Dataset content.
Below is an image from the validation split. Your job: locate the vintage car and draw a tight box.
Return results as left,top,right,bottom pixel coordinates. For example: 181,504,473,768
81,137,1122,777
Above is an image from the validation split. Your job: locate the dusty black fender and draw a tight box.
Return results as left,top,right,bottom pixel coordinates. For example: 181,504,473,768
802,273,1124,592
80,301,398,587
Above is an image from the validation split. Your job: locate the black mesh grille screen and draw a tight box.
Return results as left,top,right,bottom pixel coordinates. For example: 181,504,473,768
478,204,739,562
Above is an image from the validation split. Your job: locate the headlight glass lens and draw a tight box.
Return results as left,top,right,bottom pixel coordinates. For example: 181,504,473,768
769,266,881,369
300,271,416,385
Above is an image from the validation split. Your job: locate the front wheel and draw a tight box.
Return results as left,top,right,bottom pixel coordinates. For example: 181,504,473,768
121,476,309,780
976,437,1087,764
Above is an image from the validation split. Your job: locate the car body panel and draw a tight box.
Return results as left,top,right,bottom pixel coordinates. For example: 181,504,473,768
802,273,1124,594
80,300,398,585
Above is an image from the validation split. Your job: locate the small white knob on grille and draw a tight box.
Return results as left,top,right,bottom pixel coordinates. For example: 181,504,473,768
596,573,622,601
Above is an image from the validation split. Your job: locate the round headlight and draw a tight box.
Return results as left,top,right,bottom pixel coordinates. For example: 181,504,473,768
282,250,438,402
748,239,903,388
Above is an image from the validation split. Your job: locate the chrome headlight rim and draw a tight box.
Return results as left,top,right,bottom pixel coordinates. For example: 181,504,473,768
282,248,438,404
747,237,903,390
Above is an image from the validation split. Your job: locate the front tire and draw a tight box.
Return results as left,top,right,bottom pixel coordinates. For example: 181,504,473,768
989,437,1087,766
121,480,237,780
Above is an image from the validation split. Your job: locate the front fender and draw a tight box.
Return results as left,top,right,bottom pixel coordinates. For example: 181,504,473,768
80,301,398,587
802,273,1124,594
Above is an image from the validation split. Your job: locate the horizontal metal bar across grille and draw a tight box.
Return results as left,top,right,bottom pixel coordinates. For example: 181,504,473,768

Exercise description. Reproduce all of the material above word for word, keeping every line in its original order.

Answer below.
Below is an image from the validation split. Your job: locate the vintage car and draw a tight box.
Return results as left,top,right,bottom pixel coordinates. For example: 181,504,473,768
81,137,1122,777
Above is an image from the validation split. Your job: locate the dusty black fender and draw a tight box.
Return results as left,top,right,bottom pixel coordinates. For example: 181,504,473,768
802,273,1124,592
80,301,398,587
Above is an image from the validation split. Your job: locate the black mesh grille screen and draw a tight box.
Return results as left,top,right,bottom pixel coordinates. For example: 181,504,473,768
478,204,739,562
Above is an image from the validation split. Your job: locate the headlight glass lens and draw a tight box.
Return results as left,top,right,bottom pixel coordinates. For example: 181,504,473,768
769,266,881,369
300,271,416,385
Above is an image from the validation split. Your job: locate the front wheel and draw a tight box.
Return results as left,top,right,bottom pixel coordinates. For example: 181,504,473,768
121,476,309,780
976,437,1087,764
Above is an image from the validation split. Your job: locate the car body panel and draw a tight box.
Return results as left,top,right,bottom pixel coordinates. For example: 181,504,473,768
802,273,1124,594
80,300,398,585
Above is an image from the validation split. Your job: locate the small white knob on grille and draw a tight box.
Return results as left,top,right,bottom pixel coordinates. For example: 181,504,473,768
596,573,622,601
Above is an image from the validation split. Your job: locate the round headlight and draw a tight box.
Return results as left,top,right,bottom pixel coordinates. For example: 181,504,473,768
282,250,438,402
748,239,903,388
Above is an image from the validation split. Your job: locate the chrome headlight rim and draw a tight box.
Return results as left,top,right,bottom pixel coordinates. For example: 181,504,473,768
282,248,438,404
747,237,903,390
Above is an image from the validation split. Your job: locate the front tire and draw a tight box.
Return results as left,top,right,bottom pixel coordinates. For example: 181,504,473,768
989,437,1087,766
121,480,237,780
Above is an image from the validation split. Your job: locate the front fender and draw a tight box.
Return results as left,top,right,bottom pixel coordinates. For example: 181,504,473,768
80,301,398,587
802,273,1124,594
Above is an image from the validation split. Your job: locate the horizontal metal bar across grille and draw a tight box.
Return results as left,top,right,bottom pixel coordinates. For example: 181,504,473,768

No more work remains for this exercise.